→ **THE INPUT**:
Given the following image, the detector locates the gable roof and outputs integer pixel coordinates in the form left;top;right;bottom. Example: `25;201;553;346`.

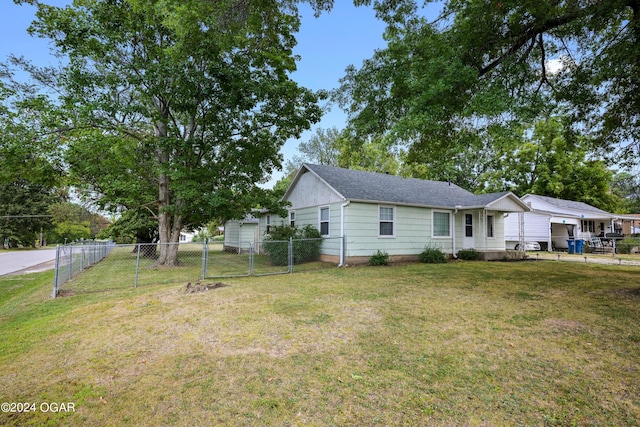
522;194;613;216
284;163;529;210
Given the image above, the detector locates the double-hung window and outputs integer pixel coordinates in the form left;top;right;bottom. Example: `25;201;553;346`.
319;206;329;236
378;206;396;237
432;211;451;237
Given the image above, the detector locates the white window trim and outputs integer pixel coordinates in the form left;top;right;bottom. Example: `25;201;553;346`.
377;205;396;239
318;205;331;237
431;209;453;239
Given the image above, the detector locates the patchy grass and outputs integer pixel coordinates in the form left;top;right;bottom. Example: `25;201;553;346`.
0;262;640;426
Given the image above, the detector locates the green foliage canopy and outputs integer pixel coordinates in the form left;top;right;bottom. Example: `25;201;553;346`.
21;0;330;264
337;0;640;167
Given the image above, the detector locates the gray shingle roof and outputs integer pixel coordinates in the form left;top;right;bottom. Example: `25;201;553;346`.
304;164;509;209
529;194;611;215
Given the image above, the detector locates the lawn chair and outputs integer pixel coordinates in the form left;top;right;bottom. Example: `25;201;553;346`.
589;236;604;253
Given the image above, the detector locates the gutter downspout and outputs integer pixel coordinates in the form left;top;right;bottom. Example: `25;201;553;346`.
338;200;351;267
451;205;462;259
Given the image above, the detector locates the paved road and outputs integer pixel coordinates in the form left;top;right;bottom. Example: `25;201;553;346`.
0;249;56;276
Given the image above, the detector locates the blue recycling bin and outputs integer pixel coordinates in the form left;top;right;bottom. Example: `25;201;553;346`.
567;240;576;254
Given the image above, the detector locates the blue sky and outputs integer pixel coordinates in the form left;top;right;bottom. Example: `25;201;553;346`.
0;0;385;187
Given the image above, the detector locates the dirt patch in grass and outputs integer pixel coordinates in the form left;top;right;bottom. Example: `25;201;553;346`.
184;282;231;294
543;319;589;333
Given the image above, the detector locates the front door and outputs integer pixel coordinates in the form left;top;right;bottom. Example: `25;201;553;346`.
462;213;475;249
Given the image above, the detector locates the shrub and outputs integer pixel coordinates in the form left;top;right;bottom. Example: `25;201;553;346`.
264;224;322;265
418;247;447;264
369;249;389;265
458;249;480;261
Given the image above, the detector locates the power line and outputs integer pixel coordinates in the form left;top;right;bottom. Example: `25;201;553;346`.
0;215;53;218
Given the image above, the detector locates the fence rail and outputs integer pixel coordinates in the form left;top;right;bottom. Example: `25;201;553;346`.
53;238;342;298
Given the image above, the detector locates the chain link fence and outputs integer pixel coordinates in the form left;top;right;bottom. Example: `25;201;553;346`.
53;238;342;298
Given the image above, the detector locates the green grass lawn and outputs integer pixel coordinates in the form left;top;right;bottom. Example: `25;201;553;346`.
0;261;640;426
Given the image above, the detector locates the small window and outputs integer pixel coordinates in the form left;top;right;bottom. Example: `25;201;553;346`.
378;206;395;237
487;215;495;237
433;211;451;237
320;206;329;236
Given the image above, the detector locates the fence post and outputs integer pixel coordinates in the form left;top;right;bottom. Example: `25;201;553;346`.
133;243;142;288
289;237;293;273
52;245;60;298
69;245;73;280
200;241;208;280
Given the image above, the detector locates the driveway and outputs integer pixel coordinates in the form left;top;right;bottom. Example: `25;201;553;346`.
0;249;56;276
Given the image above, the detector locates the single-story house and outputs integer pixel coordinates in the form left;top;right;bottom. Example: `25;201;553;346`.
224;210;284;253
622;214;640;236
284;164;529;265
505;194;625;250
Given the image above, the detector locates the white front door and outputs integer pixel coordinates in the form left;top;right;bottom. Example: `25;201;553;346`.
462;212;475;249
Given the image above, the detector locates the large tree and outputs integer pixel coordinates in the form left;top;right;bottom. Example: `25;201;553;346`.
338;0;640;172
18;0;330;265
0;69;66;247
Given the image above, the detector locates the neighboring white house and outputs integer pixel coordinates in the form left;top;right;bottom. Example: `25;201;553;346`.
180;230;196;243
282;164;529;264
505;194;624;250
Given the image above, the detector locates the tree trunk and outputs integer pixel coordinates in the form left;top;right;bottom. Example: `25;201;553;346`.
156;174;182;266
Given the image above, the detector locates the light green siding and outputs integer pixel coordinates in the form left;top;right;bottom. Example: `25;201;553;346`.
284;202;504;258
291;203;342;256
345;203;453;257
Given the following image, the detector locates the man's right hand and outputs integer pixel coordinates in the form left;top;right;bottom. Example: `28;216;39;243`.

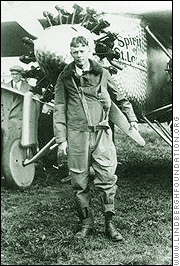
58;141;68;156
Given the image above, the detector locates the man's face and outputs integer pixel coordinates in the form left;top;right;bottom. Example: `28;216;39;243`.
70;44;89;68
11;71;22;83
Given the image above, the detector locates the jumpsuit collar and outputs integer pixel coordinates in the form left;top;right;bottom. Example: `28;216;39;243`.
63;59;103;78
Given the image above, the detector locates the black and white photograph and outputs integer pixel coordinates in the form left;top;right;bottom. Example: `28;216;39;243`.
1;1;174;265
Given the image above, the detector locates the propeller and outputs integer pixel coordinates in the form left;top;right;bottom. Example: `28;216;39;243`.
11;8;43;39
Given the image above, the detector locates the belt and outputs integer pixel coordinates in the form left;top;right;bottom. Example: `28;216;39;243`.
88;125;109;132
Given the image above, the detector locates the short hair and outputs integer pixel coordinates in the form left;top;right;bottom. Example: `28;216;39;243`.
70;36;89;47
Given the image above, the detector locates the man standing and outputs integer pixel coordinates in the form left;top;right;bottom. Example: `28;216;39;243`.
53;36;137;241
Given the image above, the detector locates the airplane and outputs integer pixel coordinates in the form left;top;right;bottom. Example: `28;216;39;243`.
1;1;172;189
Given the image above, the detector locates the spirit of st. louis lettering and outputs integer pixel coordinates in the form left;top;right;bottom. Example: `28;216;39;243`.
114;36;146;67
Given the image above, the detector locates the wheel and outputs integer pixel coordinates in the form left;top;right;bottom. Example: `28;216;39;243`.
2;139;35;189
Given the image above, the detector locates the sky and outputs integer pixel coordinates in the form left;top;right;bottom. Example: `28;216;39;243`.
1;1;172;21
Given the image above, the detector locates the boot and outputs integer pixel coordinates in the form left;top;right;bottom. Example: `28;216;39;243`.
105;212;123;241
75;208;94;238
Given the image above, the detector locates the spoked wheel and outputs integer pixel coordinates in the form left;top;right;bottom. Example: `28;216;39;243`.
2;139;35;189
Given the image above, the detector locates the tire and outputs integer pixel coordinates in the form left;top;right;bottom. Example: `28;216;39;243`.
2;139;35;189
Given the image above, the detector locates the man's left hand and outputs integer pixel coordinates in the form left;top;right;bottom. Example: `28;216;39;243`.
129;122;138;131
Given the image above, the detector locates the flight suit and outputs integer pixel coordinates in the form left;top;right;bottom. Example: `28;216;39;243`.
53;60;137;217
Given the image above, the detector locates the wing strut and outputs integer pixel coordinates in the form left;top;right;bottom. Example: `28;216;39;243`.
143;116;172;147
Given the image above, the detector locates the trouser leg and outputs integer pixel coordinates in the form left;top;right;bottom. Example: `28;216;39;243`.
92;129;117;213
68;131;90;217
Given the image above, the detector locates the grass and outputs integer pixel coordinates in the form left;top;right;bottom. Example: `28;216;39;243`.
1;125;172;265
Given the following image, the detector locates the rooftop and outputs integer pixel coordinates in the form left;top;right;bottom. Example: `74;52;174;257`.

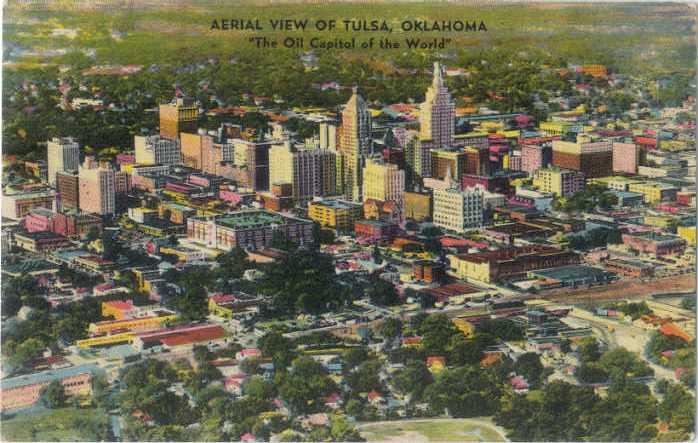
0;364;98;391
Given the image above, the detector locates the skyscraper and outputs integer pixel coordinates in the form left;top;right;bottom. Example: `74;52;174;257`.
419;62;456;148
79;157;116;215
46;137;80;185
133;135;182;165
160;98;199;139
339;87;372;201
363;160;405;207
269;141;336;201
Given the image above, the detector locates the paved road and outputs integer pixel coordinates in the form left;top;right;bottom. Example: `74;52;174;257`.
568;308;676;381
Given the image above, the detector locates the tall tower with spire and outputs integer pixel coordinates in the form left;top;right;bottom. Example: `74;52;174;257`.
339;86;372;201
419;62;456;149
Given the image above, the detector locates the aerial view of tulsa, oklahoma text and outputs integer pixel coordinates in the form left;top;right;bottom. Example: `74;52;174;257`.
0;0;696;442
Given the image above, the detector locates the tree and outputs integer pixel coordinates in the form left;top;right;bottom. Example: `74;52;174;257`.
344;359;383;393
257;249;346;315
40;380;66;409
242;375;276;400
168;274;208;322
448;334;495;366
373;245;383;265
424;366;501;417
419;314;461;355
257;331;293;369
514;352;543;386
279;357;335;414
392;360;434;400
379;317;402;342
216;246;252;280
342;347;369;373
657;383;696;437
478;318;524;341
577;337;601;362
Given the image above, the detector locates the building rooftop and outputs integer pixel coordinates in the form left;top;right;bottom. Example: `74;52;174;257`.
530;265;615;281
0;364;99;391
310;200;361;209
216;210;285;229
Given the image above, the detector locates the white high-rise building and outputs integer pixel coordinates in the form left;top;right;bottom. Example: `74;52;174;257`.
269;141;337;201
78;157;116;215
434;182;484;233
46;137;80;185
419;62;456;149
134;135;182;165
363;160;405;207
339;87;372;202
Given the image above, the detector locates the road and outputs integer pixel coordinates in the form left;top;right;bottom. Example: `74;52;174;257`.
357;418;509;442
568;308;676;381
540;272;696;303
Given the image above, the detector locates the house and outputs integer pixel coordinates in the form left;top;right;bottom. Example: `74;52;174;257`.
325;392;342;409
402;335;422;348
366;391;385;406
509;375;529;394
480;352;502;368
300;412;330;430
223;374;245;396
235;348;262;361
427;356;446;374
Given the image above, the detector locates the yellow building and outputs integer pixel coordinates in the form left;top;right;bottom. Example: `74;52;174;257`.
308;200;363;231
404;192;431;222
75;332;136;349
448;255;491;283
453;318;475;338
87;311;177;335
643;215;676;228
588;175;642;191
539;122;575;135
628;181;677;204
363;160;405;205
582;65;608;77
533;167;584;197
208;294;233;319
676;226;696;246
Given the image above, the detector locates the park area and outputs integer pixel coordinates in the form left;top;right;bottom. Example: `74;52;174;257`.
1;407;109;441
359;418;507;442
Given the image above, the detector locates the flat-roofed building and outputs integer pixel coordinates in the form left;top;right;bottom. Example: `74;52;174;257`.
308;199;363;231
187;210;314;251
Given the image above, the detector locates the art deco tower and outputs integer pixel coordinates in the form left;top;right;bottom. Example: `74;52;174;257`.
419;62;456;148
339;87;372;201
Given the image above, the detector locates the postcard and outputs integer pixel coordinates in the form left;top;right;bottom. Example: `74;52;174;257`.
0;0;697;442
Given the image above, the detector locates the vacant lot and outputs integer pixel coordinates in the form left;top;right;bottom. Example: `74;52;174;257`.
1;407;108;441
359;418;506;442
542;273;696;303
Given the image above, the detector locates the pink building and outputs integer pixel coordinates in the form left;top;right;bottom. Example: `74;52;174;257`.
613;142;640;174
0;365;97;412
24;208;55;232
622;232;686;256
512;145;553;174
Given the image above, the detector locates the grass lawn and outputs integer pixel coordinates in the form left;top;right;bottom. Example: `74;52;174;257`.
359;418;505;442
0;408;109;441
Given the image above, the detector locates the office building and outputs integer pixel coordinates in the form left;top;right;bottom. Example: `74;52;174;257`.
134;135;182;165
419;62;456;148
434;187;484;233
160;98;199;139
363;160;405;207
46;137;80;185
78;157;116;215
533;166;584;197
338;87;372;202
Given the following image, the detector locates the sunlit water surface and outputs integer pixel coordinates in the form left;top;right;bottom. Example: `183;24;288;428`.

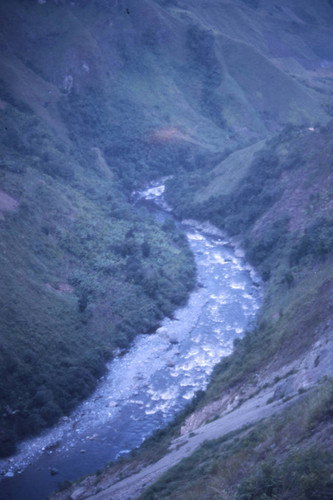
0;185;260;500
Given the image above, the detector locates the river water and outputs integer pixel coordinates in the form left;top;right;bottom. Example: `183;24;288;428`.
0;185;261;500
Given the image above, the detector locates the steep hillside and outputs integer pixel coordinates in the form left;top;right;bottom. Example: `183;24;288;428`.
0;0;333;492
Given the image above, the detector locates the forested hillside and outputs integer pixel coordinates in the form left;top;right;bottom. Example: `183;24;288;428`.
0;0;333;498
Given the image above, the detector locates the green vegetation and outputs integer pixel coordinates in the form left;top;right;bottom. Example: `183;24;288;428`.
140;380;333;500
0;0;333;500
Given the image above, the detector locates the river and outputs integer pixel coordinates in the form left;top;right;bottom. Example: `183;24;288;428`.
0;185;261;500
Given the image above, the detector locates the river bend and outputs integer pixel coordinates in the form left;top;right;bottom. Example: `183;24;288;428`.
0;185;261;500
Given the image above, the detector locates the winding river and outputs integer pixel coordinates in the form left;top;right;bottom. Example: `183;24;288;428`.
0;185;261;500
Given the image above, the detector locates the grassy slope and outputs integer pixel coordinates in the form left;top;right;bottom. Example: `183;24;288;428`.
0;0;333;488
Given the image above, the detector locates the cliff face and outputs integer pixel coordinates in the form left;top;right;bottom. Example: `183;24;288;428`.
0;0;333;488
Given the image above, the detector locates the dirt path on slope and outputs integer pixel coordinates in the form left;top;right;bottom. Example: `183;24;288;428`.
81;389;288;500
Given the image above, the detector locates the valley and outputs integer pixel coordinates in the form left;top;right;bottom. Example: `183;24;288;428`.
0;0;333;500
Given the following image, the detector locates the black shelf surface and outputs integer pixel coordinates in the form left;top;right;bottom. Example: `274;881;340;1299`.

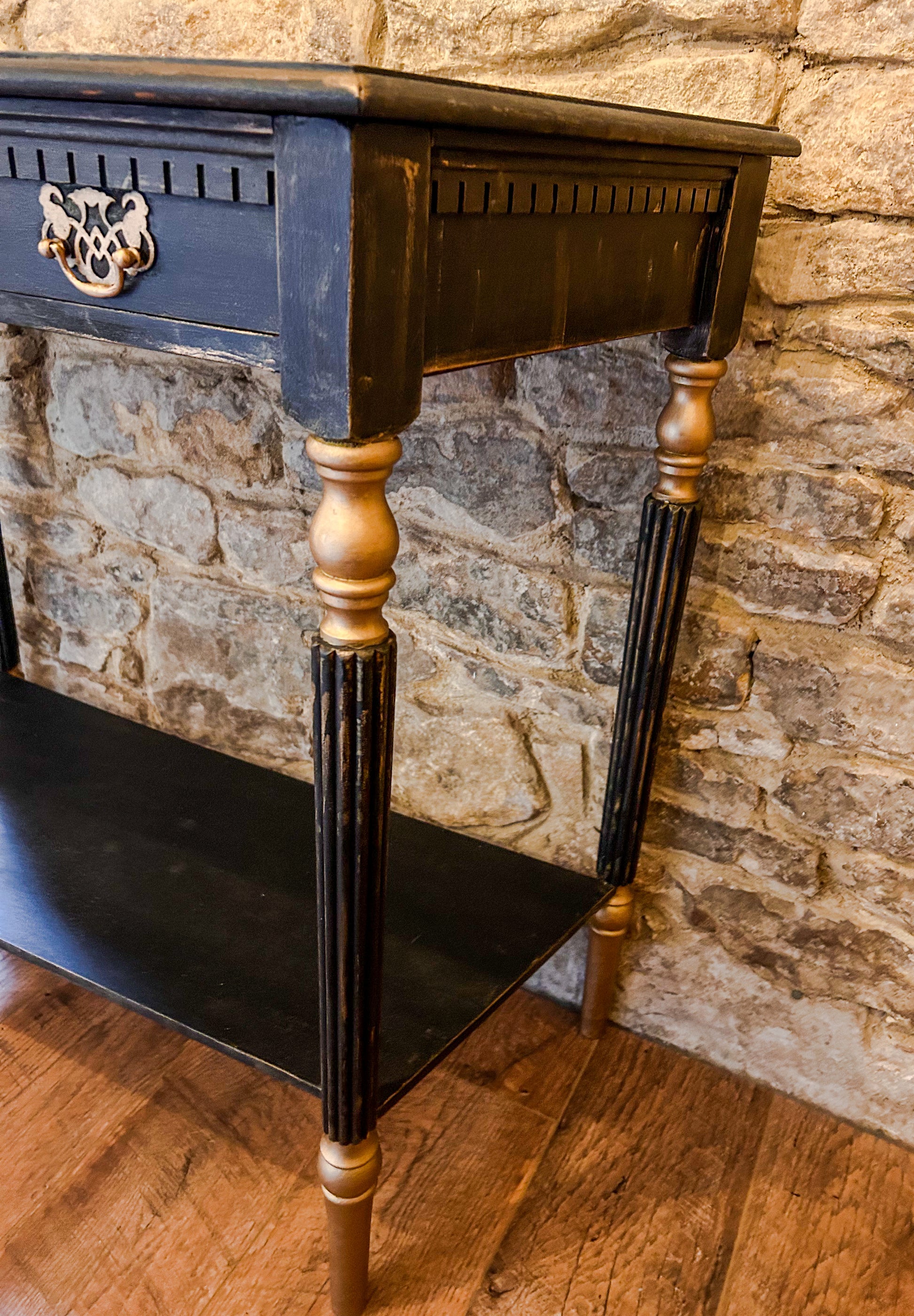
0;675;602;1108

→ **AIM OF THE TASK**:
Copy the rows above unchanged, from the line containing "Given the image above, the detector locates the power" through the line containing "0;215;53;218", including both of those lines.

→ **RESULT**:
Given the image above, the detector locates the power line and outputs integer pixel coordinates in the form left;top;right;bottom. Example: `25;201;553;346`.
0;215;53;218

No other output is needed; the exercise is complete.